-- Start of Recorded information --

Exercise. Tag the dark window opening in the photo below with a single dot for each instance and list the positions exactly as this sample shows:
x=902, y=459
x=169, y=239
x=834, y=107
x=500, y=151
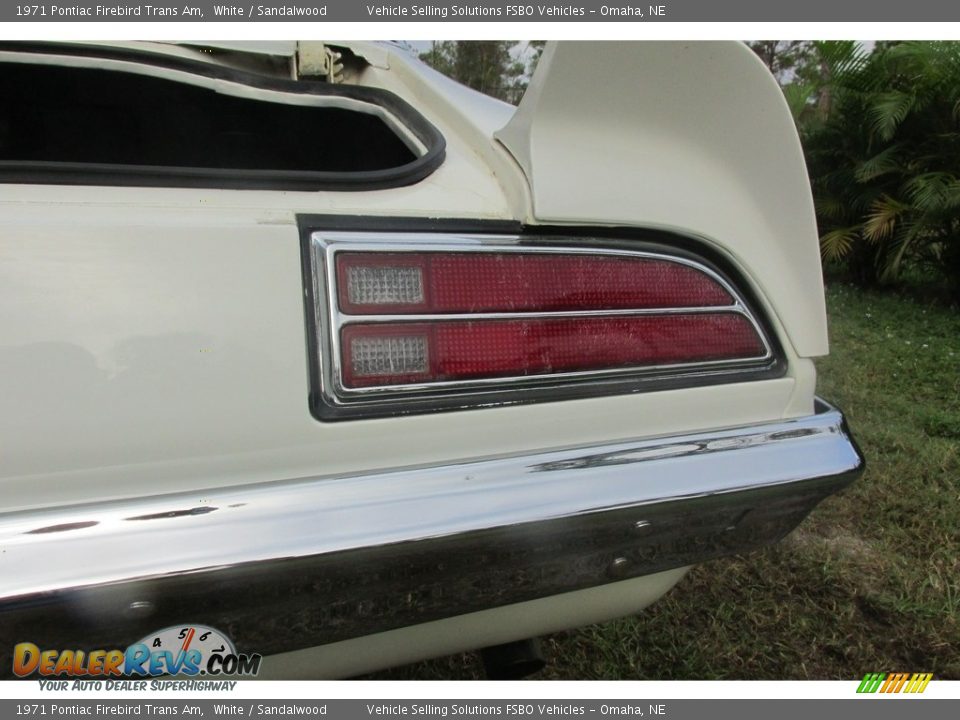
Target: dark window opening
x=76, y=121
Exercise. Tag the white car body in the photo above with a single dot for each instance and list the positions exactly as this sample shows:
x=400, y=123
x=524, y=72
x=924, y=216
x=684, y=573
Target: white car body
x=153, y=347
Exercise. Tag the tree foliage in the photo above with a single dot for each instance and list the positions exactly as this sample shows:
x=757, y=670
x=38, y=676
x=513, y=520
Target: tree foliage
x=881, y=132
x=489, y=66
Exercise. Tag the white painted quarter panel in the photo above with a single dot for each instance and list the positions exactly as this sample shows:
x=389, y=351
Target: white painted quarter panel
x=688, y=136
x=155, y=350
x=153, y=340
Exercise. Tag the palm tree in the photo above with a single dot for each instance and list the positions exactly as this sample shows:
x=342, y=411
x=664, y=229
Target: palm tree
x=884, y=157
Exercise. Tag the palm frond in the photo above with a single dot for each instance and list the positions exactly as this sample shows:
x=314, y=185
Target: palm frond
x=888, y=110
x=836, y=244
x=883, y=163
x=882, y=219
x=929, y=191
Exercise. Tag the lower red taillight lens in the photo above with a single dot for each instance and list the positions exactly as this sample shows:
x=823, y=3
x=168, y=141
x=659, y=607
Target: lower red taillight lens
x=413, y=353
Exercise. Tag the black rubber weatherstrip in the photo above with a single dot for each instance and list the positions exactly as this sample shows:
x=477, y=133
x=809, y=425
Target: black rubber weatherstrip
x=64, y=173
x=630, y=238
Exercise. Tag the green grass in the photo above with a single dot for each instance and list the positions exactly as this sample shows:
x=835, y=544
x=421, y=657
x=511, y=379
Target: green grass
x=870, y=582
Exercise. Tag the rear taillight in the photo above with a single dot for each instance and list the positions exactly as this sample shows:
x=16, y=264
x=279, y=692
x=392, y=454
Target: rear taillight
x=478, y=321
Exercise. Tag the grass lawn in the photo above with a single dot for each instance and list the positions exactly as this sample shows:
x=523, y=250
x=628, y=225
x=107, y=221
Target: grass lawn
x=870, y=582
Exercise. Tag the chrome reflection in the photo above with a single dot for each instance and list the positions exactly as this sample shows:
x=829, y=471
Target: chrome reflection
x=295, y=564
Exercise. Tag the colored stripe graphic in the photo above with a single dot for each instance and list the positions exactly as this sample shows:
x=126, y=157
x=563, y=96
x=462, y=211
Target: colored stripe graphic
x=894, y=682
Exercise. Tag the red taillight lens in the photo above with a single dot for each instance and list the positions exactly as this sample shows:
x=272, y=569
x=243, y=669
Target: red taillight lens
x=403, y=353
x=405, y=283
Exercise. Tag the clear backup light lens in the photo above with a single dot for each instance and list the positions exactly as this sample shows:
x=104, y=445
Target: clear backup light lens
x=401, y=353
x=385, y=354
x=382, y=283
x=400, y=283
x=444, y=321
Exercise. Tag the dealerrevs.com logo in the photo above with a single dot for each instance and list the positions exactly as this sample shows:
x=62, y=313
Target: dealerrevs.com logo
x=189, y=650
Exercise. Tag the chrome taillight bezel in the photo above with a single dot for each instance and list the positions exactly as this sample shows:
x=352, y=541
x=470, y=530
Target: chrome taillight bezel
x=331, y=399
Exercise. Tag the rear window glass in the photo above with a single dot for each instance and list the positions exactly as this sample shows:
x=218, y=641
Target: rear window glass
x=98, y=126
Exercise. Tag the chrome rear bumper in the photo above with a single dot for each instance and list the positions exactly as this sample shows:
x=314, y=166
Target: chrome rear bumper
x=289, y=565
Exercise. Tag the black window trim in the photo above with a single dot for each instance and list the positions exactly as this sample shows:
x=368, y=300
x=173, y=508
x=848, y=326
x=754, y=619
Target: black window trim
x=64, y=173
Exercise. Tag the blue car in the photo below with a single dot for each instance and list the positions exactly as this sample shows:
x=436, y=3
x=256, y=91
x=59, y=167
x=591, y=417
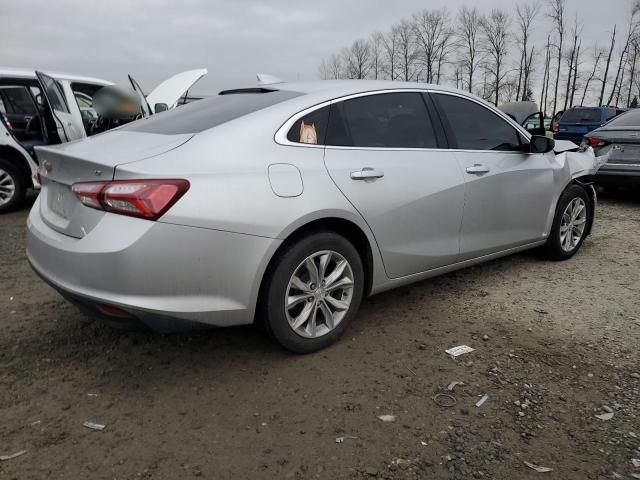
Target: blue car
x=576, y=122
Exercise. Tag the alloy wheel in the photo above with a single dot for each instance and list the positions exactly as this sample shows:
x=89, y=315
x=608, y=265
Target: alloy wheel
x=573, y=223
x=7, y=187
x=319, y=294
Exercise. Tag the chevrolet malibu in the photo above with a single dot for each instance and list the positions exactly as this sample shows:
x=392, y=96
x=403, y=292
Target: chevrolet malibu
x=287, y=204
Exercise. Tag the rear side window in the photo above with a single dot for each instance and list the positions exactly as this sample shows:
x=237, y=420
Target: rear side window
x=475, y=127
x=17, y=100
x=581, y=115
x=629, y=119
x=208, y=113
x=389, y=120
x=311, y=128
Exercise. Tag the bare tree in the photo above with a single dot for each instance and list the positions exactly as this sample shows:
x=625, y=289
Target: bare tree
x=631, y=33
x=376, y=43
x=545, y=77
x=525, y=15
x=390, y=44
x=606, y=69
x=357, y=59
x=406, y=50
x=469, y=38
x=556, y=14
x=433, y=37
x=495, y=29
x=597, y=56
x=571, y=57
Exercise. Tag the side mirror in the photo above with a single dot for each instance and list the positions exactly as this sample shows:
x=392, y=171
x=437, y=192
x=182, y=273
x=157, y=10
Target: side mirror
x=540, y=144
x=160, y=107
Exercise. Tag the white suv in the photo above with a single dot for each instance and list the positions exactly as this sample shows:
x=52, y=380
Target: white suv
x=39, y=108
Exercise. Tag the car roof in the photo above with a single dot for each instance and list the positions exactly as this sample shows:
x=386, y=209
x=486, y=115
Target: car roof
x=31, y=74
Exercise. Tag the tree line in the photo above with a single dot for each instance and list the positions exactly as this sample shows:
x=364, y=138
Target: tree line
x=495, y=55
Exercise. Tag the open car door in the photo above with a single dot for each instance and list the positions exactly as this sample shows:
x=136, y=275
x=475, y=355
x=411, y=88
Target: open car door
x=67, y=125
x=166, y=95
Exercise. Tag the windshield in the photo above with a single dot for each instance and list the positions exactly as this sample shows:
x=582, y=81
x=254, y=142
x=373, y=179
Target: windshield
x=211, y=112
x=581, y=115
x=629, y=119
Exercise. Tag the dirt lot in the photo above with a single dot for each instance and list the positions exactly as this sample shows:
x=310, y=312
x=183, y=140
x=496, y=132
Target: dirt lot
x=556, y=345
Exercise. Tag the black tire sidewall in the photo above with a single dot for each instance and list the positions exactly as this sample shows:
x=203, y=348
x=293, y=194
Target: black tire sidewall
x=554, y=247
x=19, y=182
x=287, y=263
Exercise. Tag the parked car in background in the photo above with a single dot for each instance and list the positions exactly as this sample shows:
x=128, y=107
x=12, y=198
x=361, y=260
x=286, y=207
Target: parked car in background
x=289, y=203
x=38, y=108
x=619, y=140
x=576, y=122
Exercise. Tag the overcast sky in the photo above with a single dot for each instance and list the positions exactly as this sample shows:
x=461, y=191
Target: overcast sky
x=153, y=39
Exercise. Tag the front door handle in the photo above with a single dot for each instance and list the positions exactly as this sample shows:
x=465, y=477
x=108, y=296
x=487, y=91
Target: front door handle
x=478, y=169
x=367, y=173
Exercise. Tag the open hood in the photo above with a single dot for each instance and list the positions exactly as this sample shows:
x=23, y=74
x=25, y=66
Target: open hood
x=170, y=91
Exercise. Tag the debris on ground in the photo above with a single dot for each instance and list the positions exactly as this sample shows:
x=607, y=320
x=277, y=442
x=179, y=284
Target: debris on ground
x=459, y=350
x=538, y=468
x=93, y=426
x=453, y=385
x=387, y=418
x=4, y=458
x=444, y=400
x=605, y=416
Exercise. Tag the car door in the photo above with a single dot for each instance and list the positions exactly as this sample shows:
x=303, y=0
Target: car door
x=68, y=126
x=508, y=191
x=383, y=154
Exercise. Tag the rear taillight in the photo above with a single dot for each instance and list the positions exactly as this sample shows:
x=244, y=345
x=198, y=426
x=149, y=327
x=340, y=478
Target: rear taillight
x=148, y=199
x=595, y=142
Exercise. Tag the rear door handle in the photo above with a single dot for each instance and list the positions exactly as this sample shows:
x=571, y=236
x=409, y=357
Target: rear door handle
x=367, y=173
x=478, y=169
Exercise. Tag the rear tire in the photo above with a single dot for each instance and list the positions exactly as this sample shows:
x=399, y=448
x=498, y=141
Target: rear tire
x=570, y=224
x=306, y=311
x=12, y=186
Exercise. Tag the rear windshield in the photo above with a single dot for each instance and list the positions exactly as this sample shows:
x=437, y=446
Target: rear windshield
x=629, y=119
x=211, y=112
x=582, y=115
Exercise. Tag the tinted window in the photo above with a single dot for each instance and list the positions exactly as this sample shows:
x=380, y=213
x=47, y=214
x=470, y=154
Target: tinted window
x=311, y=128
x=54, y=94
x=390, y=120
x=17, y=100
x=208, y=113
x=629, y=119
x=475, y=127
x=581, y=115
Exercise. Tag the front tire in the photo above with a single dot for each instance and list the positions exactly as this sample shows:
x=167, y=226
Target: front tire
x=12, y=187
x=570, y=225
x=314, y=292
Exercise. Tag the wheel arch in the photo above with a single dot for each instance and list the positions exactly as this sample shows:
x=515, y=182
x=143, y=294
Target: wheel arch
x=362, y=240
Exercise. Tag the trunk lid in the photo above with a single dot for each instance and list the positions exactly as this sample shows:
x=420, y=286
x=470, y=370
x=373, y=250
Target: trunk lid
x=91, y=160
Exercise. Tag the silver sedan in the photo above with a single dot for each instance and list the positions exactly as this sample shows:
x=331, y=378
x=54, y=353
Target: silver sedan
x=288, y=203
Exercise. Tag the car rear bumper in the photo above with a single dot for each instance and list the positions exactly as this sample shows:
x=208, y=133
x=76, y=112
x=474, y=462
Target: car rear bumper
x=158, y=273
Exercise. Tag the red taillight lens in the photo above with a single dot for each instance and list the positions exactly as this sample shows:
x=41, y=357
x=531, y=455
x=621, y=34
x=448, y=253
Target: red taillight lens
x=148, y=199
x=594, y=142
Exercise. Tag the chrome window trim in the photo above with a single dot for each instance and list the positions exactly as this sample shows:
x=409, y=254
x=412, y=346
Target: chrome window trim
x=281, y=134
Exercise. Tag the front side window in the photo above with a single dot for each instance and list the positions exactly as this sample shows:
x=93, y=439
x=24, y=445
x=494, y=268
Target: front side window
x=389, y=120
x=17, y=100
x=475, y=127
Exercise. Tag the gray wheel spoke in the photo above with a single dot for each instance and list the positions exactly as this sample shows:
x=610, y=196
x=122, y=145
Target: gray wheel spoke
x=336, y=274
x=316, y=305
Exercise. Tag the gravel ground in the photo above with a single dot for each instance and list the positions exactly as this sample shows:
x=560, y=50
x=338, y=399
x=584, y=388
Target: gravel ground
x=556, y=345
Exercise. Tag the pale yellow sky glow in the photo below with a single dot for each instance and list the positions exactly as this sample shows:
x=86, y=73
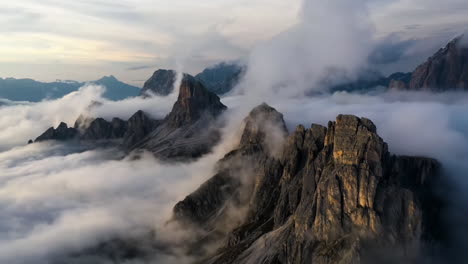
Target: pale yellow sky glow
x=106, y=37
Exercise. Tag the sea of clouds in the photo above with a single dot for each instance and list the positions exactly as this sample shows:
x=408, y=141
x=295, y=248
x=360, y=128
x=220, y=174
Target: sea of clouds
x=57, y=198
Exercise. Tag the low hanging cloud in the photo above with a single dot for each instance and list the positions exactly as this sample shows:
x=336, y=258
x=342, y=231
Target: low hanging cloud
x=60, y=198
x=56, y=198
x=21, y=121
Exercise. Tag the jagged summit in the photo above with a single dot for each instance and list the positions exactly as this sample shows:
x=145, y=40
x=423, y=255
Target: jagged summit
x=446, y=70
x=161, y=83
x=334, y=195
x=193, y=102
x=188, y=131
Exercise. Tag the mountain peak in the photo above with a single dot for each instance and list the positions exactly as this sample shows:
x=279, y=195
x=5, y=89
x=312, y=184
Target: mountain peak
x=161, y=82
x=193, y=103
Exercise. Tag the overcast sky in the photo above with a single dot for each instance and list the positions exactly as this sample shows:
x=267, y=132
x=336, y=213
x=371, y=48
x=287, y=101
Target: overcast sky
x=86, y=39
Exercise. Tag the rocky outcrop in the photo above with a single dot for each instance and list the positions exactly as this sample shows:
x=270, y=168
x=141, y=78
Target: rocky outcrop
x=194, y=101
x=100, y=129
x=190, y=129
x=138, y=127
x=445, y=70
x=327, y=195
x=61, y=133
x=161, y=83
x=221, y=78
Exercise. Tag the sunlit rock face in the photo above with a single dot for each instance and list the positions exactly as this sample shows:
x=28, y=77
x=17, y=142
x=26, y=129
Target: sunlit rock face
x=333, y=195
x=160, y=83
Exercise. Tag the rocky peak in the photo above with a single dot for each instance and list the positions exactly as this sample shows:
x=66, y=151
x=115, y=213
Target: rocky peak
x=100, y=129
x=193, y=102
x=62, y=132
x=263, y=125
x=447, y=69
x=161, y=83
x=139, y=125
x=336, y=195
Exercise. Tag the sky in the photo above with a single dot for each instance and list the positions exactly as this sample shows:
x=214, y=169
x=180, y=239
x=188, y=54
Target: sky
x=84, y=40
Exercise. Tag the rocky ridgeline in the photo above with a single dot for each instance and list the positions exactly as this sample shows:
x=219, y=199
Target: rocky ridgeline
x=446, y=70
x=219, y=79
x=333, y=195
x=188, y=131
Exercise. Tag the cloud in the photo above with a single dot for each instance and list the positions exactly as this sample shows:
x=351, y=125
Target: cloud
x=23, y=121
x=57, y=199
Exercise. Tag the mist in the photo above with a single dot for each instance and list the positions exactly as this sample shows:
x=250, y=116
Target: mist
x=61, y=198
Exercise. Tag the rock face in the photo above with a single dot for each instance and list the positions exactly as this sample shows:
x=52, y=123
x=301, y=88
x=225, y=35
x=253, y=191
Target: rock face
x=326, y=195
x=221, y=78
x=194, y=101
x=138, y=127
x=61, y=133
x=447, y=69
x=161, y=83
x=190, y=129
x=101, y=129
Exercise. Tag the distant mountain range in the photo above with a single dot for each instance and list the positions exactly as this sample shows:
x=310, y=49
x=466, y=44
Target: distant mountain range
x=35, y=91
x=445, y=70
x=219, y=79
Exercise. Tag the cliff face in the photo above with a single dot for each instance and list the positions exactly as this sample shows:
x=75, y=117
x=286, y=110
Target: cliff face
x=188, y=131
x=160, y=83
x=447, y=69
x=332, y=195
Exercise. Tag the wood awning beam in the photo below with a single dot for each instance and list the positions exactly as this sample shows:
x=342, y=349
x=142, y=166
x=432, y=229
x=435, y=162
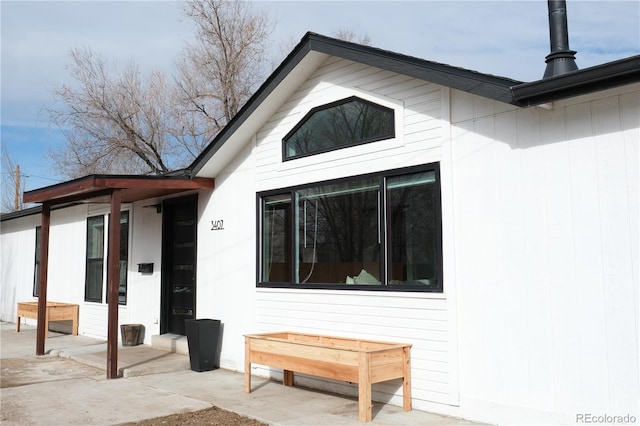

-- End of Recorded information --

What you should do - Extract every line in the rows above that contains the word "below". Uppercase and lowercase letters must match.

Complete output -
Exercise. Tag the dark window opening in the photo below with a single dot for each instance and list the positions exactly as this sample shows:
Exercise. Tag the blue car in the photo below with a single dot for each instance and list the positions exactly as this sample shows:
Exercise. Tag the pale yellow sky glow in the photo below with a single dot for each instance and list the positions exactly as this sample shows:
Exercise. Tag the wood awning beam in the photo below with a single dot for each instance and list the positions exactly as this sample shows:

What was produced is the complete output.